* _MATERIAL SUPPLIED_
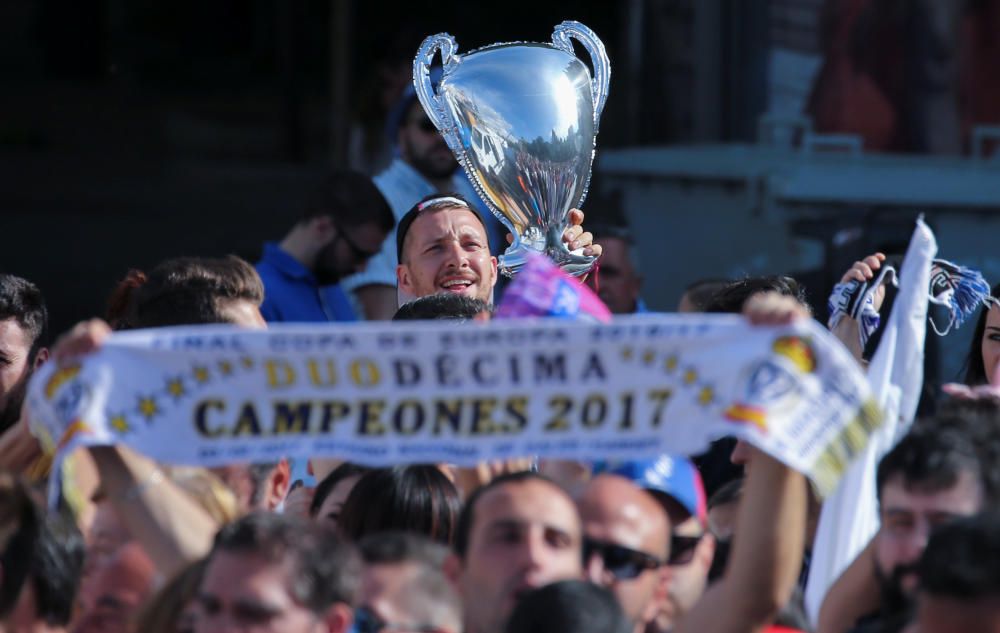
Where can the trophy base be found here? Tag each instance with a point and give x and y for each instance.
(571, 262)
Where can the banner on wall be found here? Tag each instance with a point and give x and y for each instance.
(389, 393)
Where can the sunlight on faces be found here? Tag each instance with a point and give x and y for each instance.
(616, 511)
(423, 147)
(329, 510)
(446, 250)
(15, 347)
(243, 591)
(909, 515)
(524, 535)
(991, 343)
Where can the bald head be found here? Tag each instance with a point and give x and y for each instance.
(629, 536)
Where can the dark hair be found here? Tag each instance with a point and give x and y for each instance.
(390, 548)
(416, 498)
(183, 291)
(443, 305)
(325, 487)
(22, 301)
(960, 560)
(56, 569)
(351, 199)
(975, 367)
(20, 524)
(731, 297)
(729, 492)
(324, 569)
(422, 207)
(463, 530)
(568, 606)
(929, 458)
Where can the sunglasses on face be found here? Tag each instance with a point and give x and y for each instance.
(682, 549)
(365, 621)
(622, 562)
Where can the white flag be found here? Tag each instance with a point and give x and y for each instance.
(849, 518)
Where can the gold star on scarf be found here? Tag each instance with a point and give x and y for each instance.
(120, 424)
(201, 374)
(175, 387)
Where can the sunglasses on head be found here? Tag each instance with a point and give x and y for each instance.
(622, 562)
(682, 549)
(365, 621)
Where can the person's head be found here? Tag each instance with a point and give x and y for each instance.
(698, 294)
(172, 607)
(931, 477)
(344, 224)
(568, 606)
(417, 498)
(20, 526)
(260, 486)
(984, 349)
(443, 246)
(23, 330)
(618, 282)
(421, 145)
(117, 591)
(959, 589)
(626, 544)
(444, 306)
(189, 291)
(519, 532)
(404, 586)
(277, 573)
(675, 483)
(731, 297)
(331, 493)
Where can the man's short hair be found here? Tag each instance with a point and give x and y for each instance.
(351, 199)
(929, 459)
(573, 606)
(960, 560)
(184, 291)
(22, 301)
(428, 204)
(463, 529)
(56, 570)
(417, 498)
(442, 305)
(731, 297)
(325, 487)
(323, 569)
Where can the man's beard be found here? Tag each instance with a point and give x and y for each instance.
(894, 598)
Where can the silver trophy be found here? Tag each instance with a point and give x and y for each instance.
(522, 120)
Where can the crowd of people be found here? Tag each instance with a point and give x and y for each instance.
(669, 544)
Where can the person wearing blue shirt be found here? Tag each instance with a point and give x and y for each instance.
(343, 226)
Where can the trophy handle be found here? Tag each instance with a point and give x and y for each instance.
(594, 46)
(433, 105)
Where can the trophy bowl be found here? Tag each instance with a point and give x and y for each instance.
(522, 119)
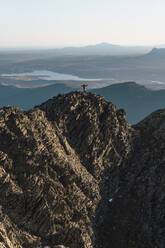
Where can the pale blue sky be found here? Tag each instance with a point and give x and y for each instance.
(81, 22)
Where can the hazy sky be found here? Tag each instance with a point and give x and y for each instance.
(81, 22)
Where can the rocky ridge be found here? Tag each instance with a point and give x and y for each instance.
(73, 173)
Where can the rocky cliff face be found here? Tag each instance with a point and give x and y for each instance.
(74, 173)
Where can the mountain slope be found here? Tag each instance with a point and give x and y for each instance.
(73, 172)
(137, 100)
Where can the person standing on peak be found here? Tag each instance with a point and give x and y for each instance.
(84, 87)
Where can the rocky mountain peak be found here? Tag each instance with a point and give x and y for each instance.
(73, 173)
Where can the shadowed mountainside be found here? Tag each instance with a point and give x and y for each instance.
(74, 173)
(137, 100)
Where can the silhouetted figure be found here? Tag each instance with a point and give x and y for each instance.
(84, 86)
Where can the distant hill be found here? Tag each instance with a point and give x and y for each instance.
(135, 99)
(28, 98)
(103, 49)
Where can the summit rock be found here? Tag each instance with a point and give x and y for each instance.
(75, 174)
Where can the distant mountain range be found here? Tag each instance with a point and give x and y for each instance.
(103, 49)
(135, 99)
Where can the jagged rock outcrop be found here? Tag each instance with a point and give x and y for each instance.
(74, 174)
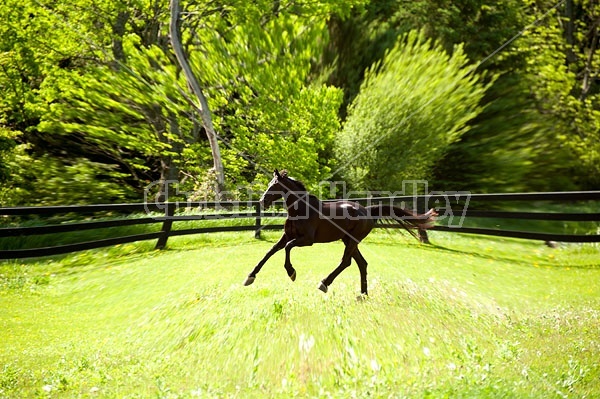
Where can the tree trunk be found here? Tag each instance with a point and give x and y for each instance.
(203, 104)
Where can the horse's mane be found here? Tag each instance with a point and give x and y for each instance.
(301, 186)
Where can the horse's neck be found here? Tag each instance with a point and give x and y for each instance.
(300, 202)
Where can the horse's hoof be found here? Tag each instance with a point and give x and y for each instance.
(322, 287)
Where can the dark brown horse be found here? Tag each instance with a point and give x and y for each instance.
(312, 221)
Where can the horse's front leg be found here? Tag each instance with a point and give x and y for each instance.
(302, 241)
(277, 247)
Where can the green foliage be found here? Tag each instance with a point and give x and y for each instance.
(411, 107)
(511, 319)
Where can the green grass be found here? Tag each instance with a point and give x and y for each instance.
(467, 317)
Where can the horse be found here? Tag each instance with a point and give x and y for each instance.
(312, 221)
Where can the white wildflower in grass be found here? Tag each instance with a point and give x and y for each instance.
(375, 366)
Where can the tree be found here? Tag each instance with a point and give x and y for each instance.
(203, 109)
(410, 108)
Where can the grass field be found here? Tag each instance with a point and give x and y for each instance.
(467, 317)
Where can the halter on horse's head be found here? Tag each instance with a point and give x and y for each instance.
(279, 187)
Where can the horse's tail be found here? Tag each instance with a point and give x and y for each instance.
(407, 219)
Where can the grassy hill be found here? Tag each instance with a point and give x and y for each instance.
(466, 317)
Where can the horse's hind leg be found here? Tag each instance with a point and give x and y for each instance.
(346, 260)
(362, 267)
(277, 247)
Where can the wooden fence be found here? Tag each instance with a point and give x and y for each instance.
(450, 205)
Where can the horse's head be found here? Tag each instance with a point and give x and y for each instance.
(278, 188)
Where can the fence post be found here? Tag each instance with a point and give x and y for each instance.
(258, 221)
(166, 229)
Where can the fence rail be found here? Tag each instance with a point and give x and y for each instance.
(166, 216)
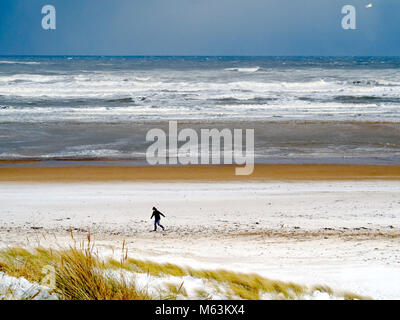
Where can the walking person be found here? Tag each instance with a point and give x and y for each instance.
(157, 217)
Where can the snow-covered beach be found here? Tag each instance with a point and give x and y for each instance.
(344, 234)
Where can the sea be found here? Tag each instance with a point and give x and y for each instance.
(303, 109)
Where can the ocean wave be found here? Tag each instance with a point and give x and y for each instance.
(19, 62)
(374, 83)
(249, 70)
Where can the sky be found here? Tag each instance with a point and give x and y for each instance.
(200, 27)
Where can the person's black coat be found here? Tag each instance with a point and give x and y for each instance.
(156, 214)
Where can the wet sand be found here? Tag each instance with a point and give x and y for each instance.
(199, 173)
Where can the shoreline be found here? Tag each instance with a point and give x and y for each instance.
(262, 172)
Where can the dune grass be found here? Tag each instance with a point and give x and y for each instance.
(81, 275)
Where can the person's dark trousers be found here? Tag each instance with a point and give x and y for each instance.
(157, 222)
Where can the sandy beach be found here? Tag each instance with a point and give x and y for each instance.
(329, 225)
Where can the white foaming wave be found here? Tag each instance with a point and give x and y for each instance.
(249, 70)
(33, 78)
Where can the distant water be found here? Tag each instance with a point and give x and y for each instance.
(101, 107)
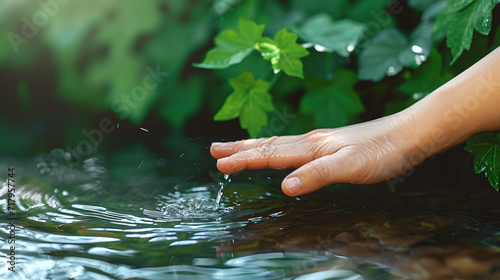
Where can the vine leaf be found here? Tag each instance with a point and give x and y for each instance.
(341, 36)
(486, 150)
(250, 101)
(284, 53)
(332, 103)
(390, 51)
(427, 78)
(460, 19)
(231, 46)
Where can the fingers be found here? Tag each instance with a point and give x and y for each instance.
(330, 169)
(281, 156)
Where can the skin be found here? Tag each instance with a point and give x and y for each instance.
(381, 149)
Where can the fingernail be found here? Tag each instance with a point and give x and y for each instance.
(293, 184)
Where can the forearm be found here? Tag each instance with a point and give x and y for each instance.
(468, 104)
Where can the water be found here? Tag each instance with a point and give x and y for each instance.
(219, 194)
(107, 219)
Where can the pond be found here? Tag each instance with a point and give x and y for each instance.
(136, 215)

* _TASK DESCRIPTION_
Skip the pictures; extract only the lines from the line with "Where can the dune" through the final line of the material, exactly as they appear.

* _SOLUTION FOR THIS TASK_
Where can the dune grass be found here? Tag each instance with a point and give x and y for each instance.
(81, 275)
Where can the person's dark trousers be found here? Tag each instance with a point and give x and y for each instance.
(157, 222)
Where can the sandy beach be found here? Tag each instance with a point and give x and y for each instance.
(329, 225)
Where can the white foaming wave be found here? Tag each instance with a point and give x and y for each instance.
(249, 70)
(33, 78)
Where can the distant water be found here? Tag each instance with a point and give x and y for each instance.
(101, 107)
Where can the vine leaf be found here? Tag each instance with a point and give x and y for each instance.
(341, 36)
(486, 150)
(250, 101)
(284, 53)
(332, 103)
(390, 51)
(427, 78)
(460, 19)
(231, 46)
Where can the fingers be found here? Tag each instance with a point and give x and y for each instance.
(330, 169)
(281, 156)
Where can the skin be found here? Tag each instance with a point and give x and y for each instance.
(381, 149)
Where can the fingernail be found here? Tag each instance with a point and give x and y for each instance.
(293, 184)
Where can the forearm be found here? Tag each instance with a point and give x and y for each instance.
(468, 104)
Where can the water be found here? Tag each instance with a point and give x and y for each instance.
(219, 194)
(107, 219)
Where can the pond be found here? Tag each instance with a point and give x and y for each instance.
(136, 215)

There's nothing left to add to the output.